■ Tarefa proposta ■
Transcreva fielmente o trecho do texto sobre a saúde no sistema prisional, começando pelas palavras "Devido ao ambiente" e terminando após as palavras "da medicação 28.".
++++ Bloco de texto ++++
A Organização Mundial da Saúde aponta que a depressão será a segunda maior causa de incapacidades em 2020 27. Sua incidência entre a população privada de liberdade tem estreita relação com o ambiente recluso e isolado do sistema prisional que desencadeia sintomas como: ansiedade, depressão, agitação, insônia dentre outros transtornos psiquiátricos 28.
Devido ao ambiente insalubre, às baixas condições dos detentos e ao quantitativo de profissionais insuficiente para atender aos sistemas previ-denciários, as infecções virais e o abandono ao tratamento tendem a aumentar. Evidencia-se que, quando os detentos são cuidados por profissionais, frequentemente, eles se sentem bem, tendo a percepção de que o tratamento é para a sua saúde e para a saúde dos outros que convivem com ele 24.
Estudo realizado por Damas (2012), no estado de Santa Catarina, evidencia que, como o quantitativo de profissionais é reduzido, a dispensação ou administração de medicamentos se torna um entrave para a assistência à saúde, sendo essa atuação transferida para os agentes penitenciários ou até mesmo o medicamento é entregue ao próprio detento; uma ação perigosa que pode levar ao uso inadequado da medicação 28.
Conhecer as patologias da realidade que o enfermeiro está atuando orienta-o para a aplicação de um processo de enfermagem eficaz, planejando oportunidades direcionadas às necessidades reais da população privada de liberdade 30.
Estudo de revisão evidencia que as ações realizadas pelos enfermeiros no sistema prisional podem ser classificadas em três categorias: assistência voltada para os cuidados primários de atenção à saúde, que se referem à vigilância, promoção e prevenção da saúde dos detentos, por meio de um acompanhamento assistencial; cuidado aos pacientes crônicos, com maior ênfase para os hipertensos e diabéticos, e, por fim, gestão administrativa, categoria que preenche grande parte da disponibilidade do profissional. Observa-se que a educação em saúde não é incluída, o que demonstra uma fragilidade no sistema prisional 31.
O enfermeiro é considerado um exímio educador, que tem a capacidade de promover a autonomia e empoderar os participantes. Evidenciase que a utilização de metodologias ativas, como roda de conversas, proporciona maior reflexão e compreensão de assuntos que necessitam ser abordados pelos participantes.
O enfermeiro tem a capacidade de ampliar a sua perspectiva e reconhecer os fatores condicionantes e determinantes envolvidos no processo saúde-doença de cada realidade, o que fornece uma visão holística sobre o sujeito privado de liberdade, aspecto essencial para assisti-lo 31.
++++ Linhas fornecidas ++++
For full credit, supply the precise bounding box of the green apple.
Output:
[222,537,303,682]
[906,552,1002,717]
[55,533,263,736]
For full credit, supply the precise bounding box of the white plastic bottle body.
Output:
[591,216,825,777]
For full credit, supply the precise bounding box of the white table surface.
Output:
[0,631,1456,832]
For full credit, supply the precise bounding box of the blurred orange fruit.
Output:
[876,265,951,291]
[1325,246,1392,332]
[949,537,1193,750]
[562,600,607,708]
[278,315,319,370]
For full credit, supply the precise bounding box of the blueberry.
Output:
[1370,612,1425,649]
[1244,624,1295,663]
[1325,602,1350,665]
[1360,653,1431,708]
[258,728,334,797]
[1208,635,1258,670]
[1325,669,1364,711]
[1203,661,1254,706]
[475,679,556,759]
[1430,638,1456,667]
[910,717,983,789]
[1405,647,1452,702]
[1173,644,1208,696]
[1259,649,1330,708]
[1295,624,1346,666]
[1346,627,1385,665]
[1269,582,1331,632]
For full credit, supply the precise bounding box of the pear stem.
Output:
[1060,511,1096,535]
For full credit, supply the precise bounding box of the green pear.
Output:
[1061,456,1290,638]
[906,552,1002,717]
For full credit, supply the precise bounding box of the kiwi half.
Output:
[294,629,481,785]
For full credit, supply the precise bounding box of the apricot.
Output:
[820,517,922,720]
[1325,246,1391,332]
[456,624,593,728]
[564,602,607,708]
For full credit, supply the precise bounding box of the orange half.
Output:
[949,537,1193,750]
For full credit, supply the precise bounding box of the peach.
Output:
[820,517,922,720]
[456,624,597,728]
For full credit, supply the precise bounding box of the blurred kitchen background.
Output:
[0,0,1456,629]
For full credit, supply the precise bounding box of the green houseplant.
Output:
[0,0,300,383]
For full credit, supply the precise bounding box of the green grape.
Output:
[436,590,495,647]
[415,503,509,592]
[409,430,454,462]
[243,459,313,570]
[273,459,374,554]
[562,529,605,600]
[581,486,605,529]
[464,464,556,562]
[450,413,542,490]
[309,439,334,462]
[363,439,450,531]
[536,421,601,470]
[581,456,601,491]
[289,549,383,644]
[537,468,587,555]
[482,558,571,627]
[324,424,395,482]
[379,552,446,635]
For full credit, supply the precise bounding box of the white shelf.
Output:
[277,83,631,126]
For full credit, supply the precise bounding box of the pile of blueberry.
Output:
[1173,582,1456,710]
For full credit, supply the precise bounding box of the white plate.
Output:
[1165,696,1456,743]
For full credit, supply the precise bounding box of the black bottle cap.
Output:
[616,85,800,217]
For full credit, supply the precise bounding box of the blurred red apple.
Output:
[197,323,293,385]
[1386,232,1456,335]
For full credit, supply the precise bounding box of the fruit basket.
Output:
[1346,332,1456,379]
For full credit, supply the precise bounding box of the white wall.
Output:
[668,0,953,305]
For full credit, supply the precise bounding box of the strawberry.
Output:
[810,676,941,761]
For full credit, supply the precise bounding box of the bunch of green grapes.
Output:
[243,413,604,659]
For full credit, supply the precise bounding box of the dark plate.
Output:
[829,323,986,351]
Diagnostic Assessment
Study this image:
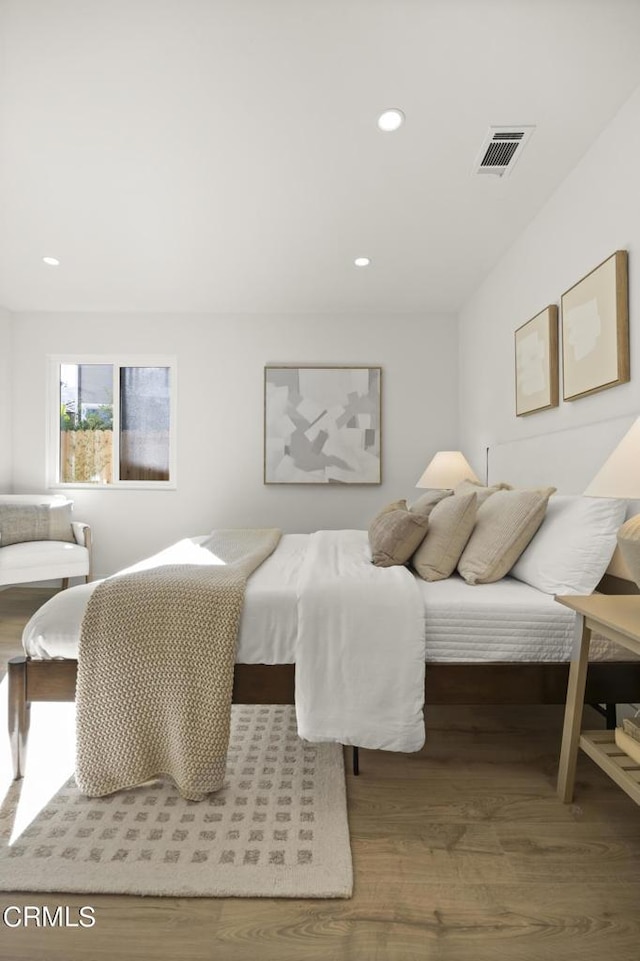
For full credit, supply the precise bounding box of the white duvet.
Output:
[22,531,631,751]
[296,531,425,751]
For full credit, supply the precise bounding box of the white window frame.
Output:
[46,354,178,491]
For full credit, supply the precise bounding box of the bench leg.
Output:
[9,657,31,781]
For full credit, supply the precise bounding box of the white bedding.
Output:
[23,531,631,664]
[295,530,425,752]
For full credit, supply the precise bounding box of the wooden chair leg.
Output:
[9,656,31,781]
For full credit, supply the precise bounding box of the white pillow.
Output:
[509,494,627,594]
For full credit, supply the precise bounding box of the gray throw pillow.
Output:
[0,500,75,547]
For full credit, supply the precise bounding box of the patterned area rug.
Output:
[0,706,353,898]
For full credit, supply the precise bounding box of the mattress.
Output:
[22,531,631,664]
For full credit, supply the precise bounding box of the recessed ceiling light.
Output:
[378,107,404,133]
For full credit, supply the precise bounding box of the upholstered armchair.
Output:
[0,494,91,588]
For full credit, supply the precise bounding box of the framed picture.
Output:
[515,304,559,417]
[562,250,630,400]
[264,366,382,484]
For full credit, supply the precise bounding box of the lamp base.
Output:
[618,514,640,588]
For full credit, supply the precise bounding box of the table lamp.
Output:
[585,417,640,588]
[416,450,480,490]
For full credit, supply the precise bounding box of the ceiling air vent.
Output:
[473,124,536,177]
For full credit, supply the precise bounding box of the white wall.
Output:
[0,307,13,492]
[13,314,457,576]
[459,81,640,476]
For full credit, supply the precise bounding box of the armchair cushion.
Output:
[0,494,91,587]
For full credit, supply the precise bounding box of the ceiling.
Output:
[0,0,640,313]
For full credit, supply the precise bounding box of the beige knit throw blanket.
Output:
[76,529,281,801]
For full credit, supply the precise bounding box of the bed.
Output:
[9,532,640,778]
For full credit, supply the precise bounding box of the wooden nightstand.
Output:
[556,594,640,804]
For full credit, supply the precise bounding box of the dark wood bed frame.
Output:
[8,575,640,779]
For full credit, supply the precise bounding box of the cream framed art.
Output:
[264,364,382,484]
[515,304,559,417]
[562,250,630,400]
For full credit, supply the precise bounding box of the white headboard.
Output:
[488,413,638,494]
[487,413,640,580]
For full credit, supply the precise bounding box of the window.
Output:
[49,357,176,488]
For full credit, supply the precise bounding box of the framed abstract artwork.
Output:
[562,250,630,400]
[264,365,382,484]
[515,304,559,417]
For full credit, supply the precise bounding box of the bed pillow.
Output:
[0,498,75,547]
[458,487,555,584]
[369,505,429,567]
[454,480,511,507]
[409,488,453,516]
[511,494,627,594]
[411,493,478,581]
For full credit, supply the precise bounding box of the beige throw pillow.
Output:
[369,505,429,567]
[453,480,511,507]
[411,493,478,581]
[458,487,555,584]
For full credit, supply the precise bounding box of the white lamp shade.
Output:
[585,417,640,500]
[416,450,478,490]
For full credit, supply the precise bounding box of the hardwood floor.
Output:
[0,589,640,961]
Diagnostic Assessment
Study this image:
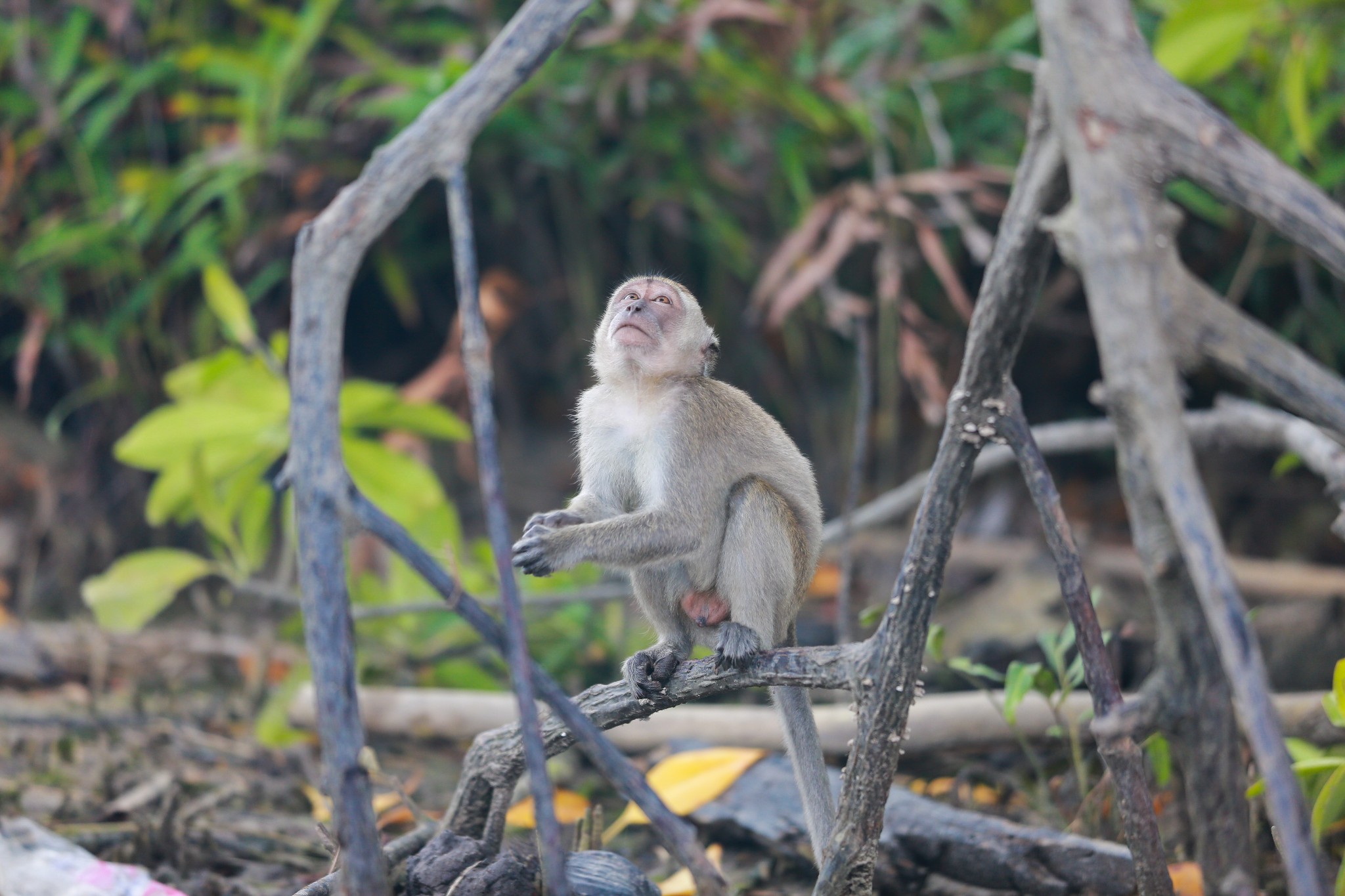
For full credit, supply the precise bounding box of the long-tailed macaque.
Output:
[514,277,835,863]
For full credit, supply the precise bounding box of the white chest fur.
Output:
[581,388,675,511]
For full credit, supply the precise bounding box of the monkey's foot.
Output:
[523,511,584,534]
[714,622,762,672]
[621,645,683,700]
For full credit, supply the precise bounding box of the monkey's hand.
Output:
[621,643,686,700]
[714,622,764,672]
[523,511,584,536]
[514,523,570,575]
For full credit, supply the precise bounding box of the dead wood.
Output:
[692,756,1136,896]
[312,683,1323,763]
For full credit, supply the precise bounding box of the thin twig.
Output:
[447,164,570,896]
[837,317,873,643]
[349,492,725,893]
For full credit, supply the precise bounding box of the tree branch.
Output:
[1037,0,1325,896]
[815,79,1065,896]
[282,0,588,896]
[1164,275,1345,433]
[447,163,570,896]
[349,492,725,895]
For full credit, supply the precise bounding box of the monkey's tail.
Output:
[771,688,837,866]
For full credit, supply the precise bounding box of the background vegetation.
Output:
[0,0,1345,681]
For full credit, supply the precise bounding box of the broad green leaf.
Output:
[353,400,472,442]
[342,437,448,533]
[79,548,215,631]
[948,657,1005,681]
[112,399,289,470]
[1003,660,1042,725]
[145,458,192,525]
[1313,760,1345,842]
[1154,0,1266,85]
[340,380,471,440]
[200,262,257,345]
[1279,40,1317,158]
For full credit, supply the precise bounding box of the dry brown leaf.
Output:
[766,208,882,329]
[504,787,589,828]
[912,216,971,321]
[901,302,948,426]
[751,192,845,312]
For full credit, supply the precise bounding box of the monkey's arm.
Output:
[514,508,706,575]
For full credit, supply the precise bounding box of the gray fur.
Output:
[514,278,835,863]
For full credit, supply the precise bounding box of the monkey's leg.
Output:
[621,565,694,700]
[714,479,835,864]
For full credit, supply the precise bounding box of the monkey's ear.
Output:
[701,336,720,376]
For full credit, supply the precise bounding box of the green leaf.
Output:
[1003,660,1042,725]
[948,657,1005,681]
[1313,759,1345,842]
[1269,452,1304,480]
[253,664,312,750]
[200,262,257,345]
[112,400,289,470]
[925,624,948,662]
[1154,0,1264,85]
[1145,735,1173,787]
[1322,660,1345,728]
[79,548,215,631]
[340,380,471,442]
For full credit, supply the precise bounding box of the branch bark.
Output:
[347,490,725,895]
[1002,389,1173,896]
[815,80,1065,896]
[447,163,570,896]
[1036,0,1329,896]
[285,0,588,896]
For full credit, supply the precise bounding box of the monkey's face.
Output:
[593,277,718,379]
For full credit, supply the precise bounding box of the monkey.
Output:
[512,276,835,864]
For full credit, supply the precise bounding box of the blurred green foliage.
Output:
[8,0,1345,681]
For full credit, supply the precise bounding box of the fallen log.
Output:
[289,685,1338,755]
[692,757,1136,896]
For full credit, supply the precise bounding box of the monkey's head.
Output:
[593,277,720,383]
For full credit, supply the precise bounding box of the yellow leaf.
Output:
[659,843,724,896]
[808,563,841,598]
[200,262,257,345]
[300,784,332,825]
[1168,863,1205,896]
[504,788,589,828]
[924,778,958,797]
[603,747,765,843]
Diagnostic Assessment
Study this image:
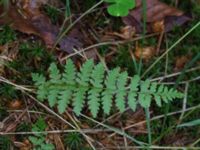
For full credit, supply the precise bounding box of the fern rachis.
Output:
[32,60,182,117]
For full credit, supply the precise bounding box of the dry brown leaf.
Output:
[8,99,23,110]
[134,46,156,61]
[122,0,190,32]
[0,0,82,53]
[174,56,190,72]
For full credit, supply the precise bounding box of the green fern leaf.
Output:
[115,72,128,112]
[73,87,87,116]
[47,87,59,107]
[32,73,48,101]
[77,60,94,86]
[128,75,140,111]
[73,60,94,115]
[102,68,120,114]
[62,59,77,85]
[49,63,61,84]
[88,63,105,117]
[139,80,151,108]
[58,89,73,114]
[32,60,183,117]
[58,59,76,113]
[88,89,101,118]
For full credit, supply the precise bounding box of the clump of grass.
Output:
[0,25,17,45]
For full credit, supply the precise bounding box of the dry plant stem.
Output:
[151,66,200,82]
[25,93,95,149]
[162,76,200,85]
[141,21,200,78]
[0,129,114,135]
[178,82,189,124]
[66,112,95,150]
[110,104,200,137]
[52,0,104,49]
[124,104,200,130]
[156,31,164,55]
[98,145,200,150]
[0,76,33,92]
[61,33,157,61]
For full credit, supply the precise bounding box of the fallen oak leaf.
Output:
[134,46,156,62]
[122,0,190,33]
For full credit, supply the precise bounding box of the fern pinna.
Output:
[32,60,183,117]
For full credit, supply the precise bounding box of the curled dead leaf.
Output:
[134,46,156,61]
[122,0,190,33]
[121,26,136,40]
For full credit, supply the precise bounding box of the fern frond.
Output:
[115,72,128,112]
[58,60,77,113]
[32,60,183,117]
[73,60,94,115]
[88,64,105,117]
[128,75,140,111]
[102,68,120,114]
[32,73,48,101]
[138,79,151,108]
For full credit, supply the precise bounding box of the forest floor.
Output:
[0,0,200,150]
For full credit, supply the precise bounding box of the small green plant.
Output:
[104,0,135,17]
[64,132,84,150]
[0,135,12,150]
[32,60,182,117]
[0,25,17,45]
[29,118,55,150]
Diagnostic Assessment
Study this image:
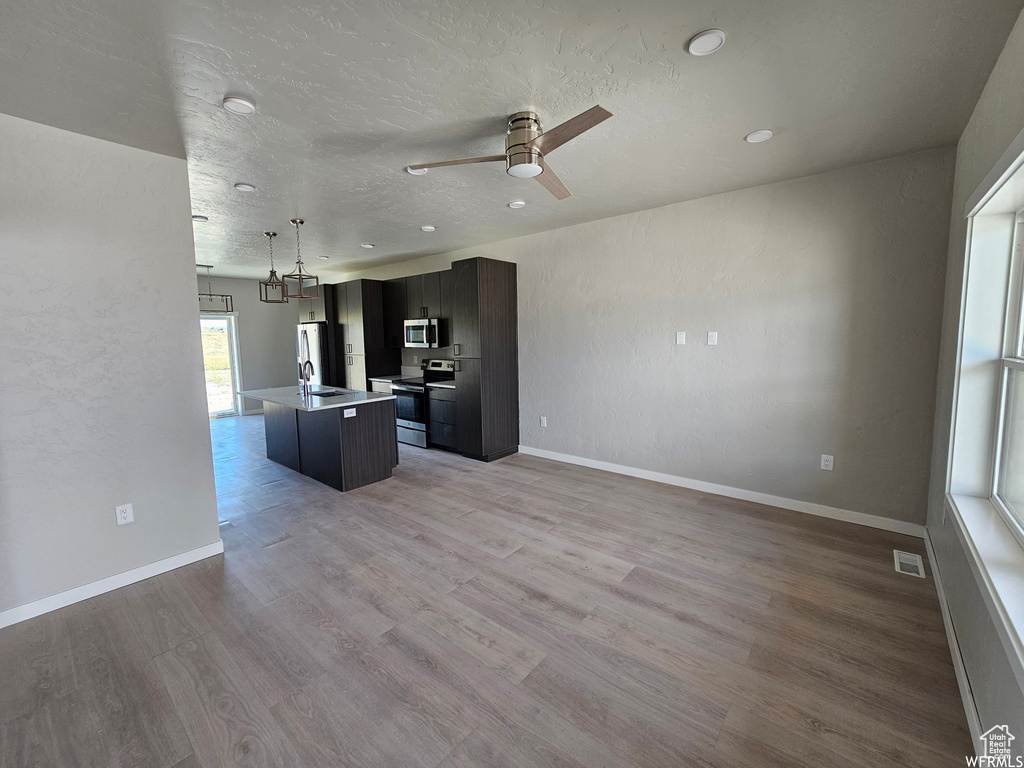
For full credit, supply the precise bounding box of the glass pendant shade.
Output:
[259,232,288,304]
[196,264,234,313]
[283,219,319,299]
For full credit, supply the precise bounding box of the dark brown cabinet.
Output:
[292,286,331,323]
[427,387,456,449]
[450,259,480,359]
[406,272,441,319]
[382,278,407,349]
[328,280,401,390]
[452,259,519,461]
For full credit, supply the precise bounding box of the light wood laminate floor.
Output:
[0,417,971,768]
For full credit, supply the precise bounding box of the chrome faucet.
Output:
[299,329,316,400]
[302,360,315,400]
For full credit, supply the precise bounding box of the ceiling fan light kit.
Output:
[406,104,611,200]
[743,128,775,144]
[220,96,256,115]
[686,30,725,56]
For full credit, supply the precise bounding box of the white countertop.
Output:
[239,384,395,411]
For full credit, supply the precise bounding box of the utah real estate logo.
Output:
[967,725,1024,768]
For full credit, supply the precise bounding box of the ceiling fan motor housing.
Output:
[505,112,544,178]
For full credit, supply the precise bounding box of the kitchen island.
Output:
[240,386,398,490]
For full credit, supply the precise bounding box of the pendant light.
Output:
[259,232,288,304]
[196,264,234,312]
[282,219,319,299]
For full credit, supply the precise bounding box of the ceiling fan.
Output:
[407,104,611,200]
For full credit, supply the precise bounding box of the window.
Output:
[992,213,1024,537]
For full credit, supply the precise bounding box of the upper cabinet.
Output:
[406,272,441,319]
[383,270,451,348]
[382,278,407,349]
[328,280,401,389]
[292,286,331,323]
[451,259,480,357]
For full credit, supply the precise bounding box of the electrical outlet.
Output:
[115,504,135,525]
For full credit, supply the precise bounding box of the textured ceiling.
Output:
[0,0,1022,280]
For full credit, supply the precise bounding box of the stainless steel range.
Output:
[391,360,455,447]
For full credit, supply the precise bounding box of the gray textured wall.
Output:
[0,115,219,610]
[342,148,953,523]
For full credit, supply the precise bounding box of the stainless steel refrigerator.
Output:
[295,323,327,386]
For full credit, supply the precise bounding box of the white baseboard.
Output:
[925,531,984,755]
[519,445,925,539]
[0,539,224,629]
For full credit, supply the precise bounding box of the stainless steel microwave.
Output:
[406,317,438,349]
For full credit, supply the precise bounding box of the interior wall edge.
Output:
[0,539,224,630]
[925,529,983,754]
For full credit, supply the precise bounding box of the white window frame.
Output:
[989,217,1024,548]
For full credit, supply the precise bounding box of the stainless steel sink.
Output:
[310,389,355,397]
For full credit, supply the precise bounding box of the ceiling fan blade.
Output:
[534,160,572,200]
[526,104,611,155]
[409,155,505,171]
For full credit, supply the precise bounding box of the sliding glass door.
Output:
[199,314,239,419]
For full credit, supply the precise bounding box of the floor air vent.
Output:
[893,549,925,579]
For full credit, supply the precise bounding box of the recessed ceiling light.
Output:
[686,30,725,56]
[743,128,775,144]
[220,96,256,115]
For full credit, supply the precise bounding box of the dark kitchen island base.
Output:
[241,395,398,490]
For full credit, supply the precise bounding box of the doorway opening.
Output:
[199,314,239,419]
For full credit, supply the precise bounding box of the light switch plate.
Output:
[114,504,135,525]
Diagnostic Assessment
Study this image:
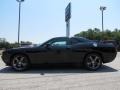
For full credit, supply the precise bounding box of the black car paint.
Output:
[2,37,117,65]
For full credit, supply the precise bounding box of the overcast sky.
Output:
[0,0,120,43]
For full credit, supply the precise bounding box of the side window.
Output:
[51,41,66,46]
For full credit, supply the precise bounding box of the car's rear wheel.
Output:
[11,54,30,71]
[84,53,102,71]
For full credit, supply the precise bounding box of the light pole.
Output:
[16,0,24,46]
[100,6,106,37]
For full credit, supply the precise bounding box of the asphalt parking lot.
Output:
[0,53,120,90]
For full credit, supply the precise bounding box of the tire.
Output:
[84,53,102,71]
[11,54,30,71]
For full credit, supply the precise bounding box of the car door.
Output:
[67,38,85,63]
[29,38,67,64]
[46,38,67,63]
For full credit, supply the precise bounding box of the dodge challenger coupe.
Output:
[2,37,117,71]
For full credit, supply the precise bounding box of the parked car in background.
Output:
[2,37,117,71]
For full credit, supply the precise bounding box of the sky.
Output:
[0,0,120,44]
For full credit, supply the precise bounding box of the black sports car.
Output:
[2,37,117,71]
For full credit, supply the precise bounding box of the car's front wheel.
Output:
[11,54,30,71]
[84,53,102,71]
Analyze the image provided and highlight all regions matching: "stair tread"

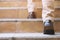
++++
■ Resposta redigida ■
Devido ao ambiente insalubre, às baixas condições dos detentos e ao quantitativo de profissionais insuficiente para atender aos sistemas previ-denciários, as infecções virais e o abandono ao tratamento tendem a aumentar. Evidencia-se que, quando os detentos são cuidados por profissionais, frequentemente, eles se sentem bem, tendo a percepção de que o tratamento é para a sua saúde e para a saúde dos outros que convivem com ele 24.
Estudo realizado por Damas (2012), no estado de Santa Catarina, evidencia que, como o quantitativo de profissionais é reduzido, a dispensação ou administração de medicamentos se torna um entrave para a assistência à saúde, sendo essa atuação transferida para os agentes penitenciários ou até mesmo o medicamento é entregue ao próprio detento; uma ação perigosa que pode levar ao uso inadequado da medicação 28.